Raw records
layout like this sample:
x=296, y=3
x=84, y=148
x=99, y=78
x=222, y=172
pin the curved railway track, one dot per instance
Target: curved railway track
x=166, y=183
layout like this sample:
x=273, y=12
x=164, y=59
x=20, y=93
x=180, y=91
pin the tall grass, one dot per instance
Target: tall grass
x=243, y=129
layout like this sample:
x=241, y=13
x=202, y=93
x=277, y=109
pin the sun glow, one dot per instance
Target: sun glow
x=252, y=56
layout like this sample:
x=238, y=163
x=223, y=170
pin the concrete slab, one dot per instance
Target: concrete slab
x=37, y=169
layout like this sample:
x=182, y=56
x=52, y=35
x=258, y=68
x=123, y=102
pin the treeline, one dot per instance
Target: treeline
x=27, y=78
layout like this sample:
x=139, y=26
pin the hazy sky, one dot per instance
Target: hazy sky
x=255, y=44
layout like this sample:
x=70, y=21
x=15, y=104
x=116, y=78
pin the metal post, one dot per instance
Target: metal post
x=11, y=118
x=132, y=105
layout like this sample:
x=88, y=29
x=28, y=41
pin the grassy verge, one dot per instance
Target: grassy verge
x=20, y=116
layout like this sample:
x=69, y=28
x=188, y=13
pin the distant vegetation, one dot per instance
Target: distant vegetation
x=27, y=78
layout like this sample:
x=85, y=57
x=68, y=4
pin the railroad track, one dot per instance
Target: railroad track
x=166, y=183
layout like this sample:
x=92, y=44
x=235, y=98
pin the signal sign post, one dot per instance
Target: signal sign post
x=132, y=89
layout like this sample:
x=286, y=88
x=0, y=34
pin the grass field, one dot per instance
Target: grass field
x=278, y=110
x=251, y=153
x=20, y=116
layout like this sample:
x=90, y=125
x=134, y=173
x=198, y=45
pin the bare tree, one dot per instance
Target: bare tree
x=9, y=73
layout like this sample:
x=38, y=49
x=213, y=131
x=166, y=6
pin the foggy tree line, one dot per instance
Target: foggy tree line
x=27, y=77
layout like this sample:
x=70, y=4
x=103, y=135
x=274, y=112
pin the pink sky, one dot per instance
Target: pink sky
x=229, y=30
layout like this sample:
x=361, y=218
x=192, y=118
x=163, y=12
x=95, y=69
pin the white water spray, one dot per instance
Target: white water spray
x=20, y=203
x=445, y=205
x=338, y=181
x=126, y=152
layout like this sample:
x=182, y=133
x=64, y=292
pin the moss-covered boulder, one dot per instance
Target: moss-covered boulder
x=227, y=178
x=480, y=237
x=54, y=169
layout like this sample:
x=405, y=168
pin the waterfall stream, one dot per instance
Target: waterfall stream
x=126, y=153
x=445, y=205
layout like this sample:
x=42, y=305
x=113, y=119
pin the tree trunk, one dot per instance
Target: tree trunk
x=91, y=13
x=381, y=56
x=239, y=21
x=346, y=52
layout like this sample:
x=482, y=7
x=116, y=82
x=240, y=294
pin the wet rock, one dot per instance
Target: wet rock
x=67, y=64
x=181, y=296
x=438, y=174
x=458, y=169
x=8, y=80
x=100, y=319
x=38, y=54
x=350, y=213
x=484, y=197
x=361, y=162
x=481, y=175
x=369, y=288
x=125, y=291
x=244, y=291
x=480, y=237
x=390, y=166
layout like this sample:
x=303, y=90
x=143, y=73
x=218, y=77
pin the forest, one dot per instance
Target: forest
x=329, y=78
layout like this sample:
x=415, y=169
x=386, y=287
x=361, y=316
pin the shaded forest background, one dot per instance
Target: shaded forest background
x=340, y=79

# [TASK OBJECTIVE]
Can you convert every line of the material above into a numbered list and leave out any blank lines?

# [RESPONSE FOR THIS EXERCISE]
1. layout like this sample:
2. x=296, y=3
3. x=84, y=148
4. x=99, y=78
5. x=222, y=172
6. pin the curved railway track, one dot per instance
7. Target: curved railway track
8. x=166, y=183
9. layout like this sample:
10. x=273, y=12
11. x=164, y=59
12. x=20, y=93
13. x=180, y=91
14. pin the tall grass, one dot per instance
15. Target: tall grass
16. x=243, y=129
17. layout like this sample:
18. x=241, y=13
19. x=202, y=93
20. x=277, y=109
21. pin the sun glow, one dot per instance
22. Target: sun glow
23. x=252, y=56
24. layout like this sample:
25. x=238, y=163
26. x=223, y=170
27. pin the concrete slab, one dot per instance
28. Target: concrete slab
29. x=37, y=169
30. layout like this sample:
31. x=182, y=56
32. x=52, y=35
33. x=258, y=68
34. x=123, y=102
35. pin the treeline, one dot per instance
36. Target: treeline
37. x=27, y=78
38. layout like this sample:
39. x=139, y=26
40. pin the hazy sky, one dot per instance
41. Target: hazy sky
42. x=255, y=44
43. layout like this sample:
44. x=70, y=21
45. x=15, y=104
46. x=116, y=78
47. pin the metal post, one dot per instance
48. Target: metal post
49. x=11, y=118
50. x=132, y=105
51. layout like this sample:
52. x=88, y=29
53. x=28, y=41
54. pin the grassy verge, one dot per instance
55. Target: grassy verge
56. x=20, y=116
57. layout like this sample:
58. x=69, y=28
59. x=188, y=13
60. pin the distant vegetation, one dot per instance
61. Target: distant vegetation
62. x=27, y=78
63. layout like this sample:
64. x=85, y=57
65. x=68, y=4
66. pin the railroad track, one dot per instance
67. Target: railroad track
68. x=166, y=183
69. layout like this sample:
70. x=92, y=44
71. x=235, y=98
72. pin the signal sign post, one dot per instance
73. Target: signal sign post
74. x=132, y=89
75. layout like this sample:
76. x=286, y=88
77. x=0, y=34
78. pin the grass field, one dot per instance
79. Target: grass field
80. x=278, y=110
81. x=251, y=153
82. x=20, y=116
83. layout like this sample:
84. x=90, y=125
85. x=134, y=173
86. x=198, y=45
87. pin the bare tree, one dot per instance
88. Target: bare tree
89. x=9, y=73
90. layout like this sample:
91. x=38, y=49
92. x=213, y=131
93. x=166, y=6
94. pin the foggy tree line, one dot per instance
95. Target: foggy tree line
96. x=27, y=77
97. layout like this sample:
98. x=70, y=4
99. x=103, y=135
100. x=274, y=112
101. pin the pink sky, one dot per instance
102. Target: pink sky
103. x=229, y=30
104. layout like this sample:
105. x=361, y=218
106. x=192, y=118
107. x=163, y=12
108. x=95, y=69
109. pin the white water spray, one dot per instance
110. Target: white water spray
111. x=20, y=203
112. x=445, y=205
113. x=338, y=181
114. x=126, y=152
115. layout like this sample:
116. x=182, y=133
117. x=64, y=292
118. pin the moss-covered boulder, one dot per instance
119. Target: moss-covered boulder
120. x=227, y=178
121. x=480, y=237
122. x=54, y=169
123. layout like this sample:
124. x=405, y=168
125. pin the waterfall stream, one dot per instance
126. Target: waterfall stream
127. x=126, y=153
128. x=445, y=205
129. layout like this sample:
130. x=42, y=305
131. x=113, y=119
132. pin the tree trunk, one dot per instance
133. Target: tree trunk
134. x=91, y=13
135. x=381, y=56
136. x=239, y=21
137. x=346, y=52
138. layout like this sample:
139. x=482, y=7
140. x=116, y=82
141. x=240, y=294
142. pin the wet rock, one dot per instance
143. Target: wet rock
144. x=67, y=64
145. x=181, y=296
146. x=438, y=174
147. x=458, y=169
148. x=8, y=80
149. x=100, y=319
150. x=38, y=54
151. x=350, y=213
152. x=484, y=197
153. x=361, y=162
154. x=481, y=175
155. x=369, y=288
156. x=125, y=291
157. x=244, y=291
158. x=480, y=237
159. x=390, y=166
160. layout like this sample:
161. x=303, y=90
162. x=143, y=73
163. x=218, y=77
164. pin the forest, one dot per instance
165. Target: forest
166. x=329, y=78
167. layout like this sample:
168. x=415, y=169
169. x=386, y=287
170. x=361, y=316
171. pin the shaded forest background, one dot per instance
172. Target: shaded forest background
173. x=340, y=79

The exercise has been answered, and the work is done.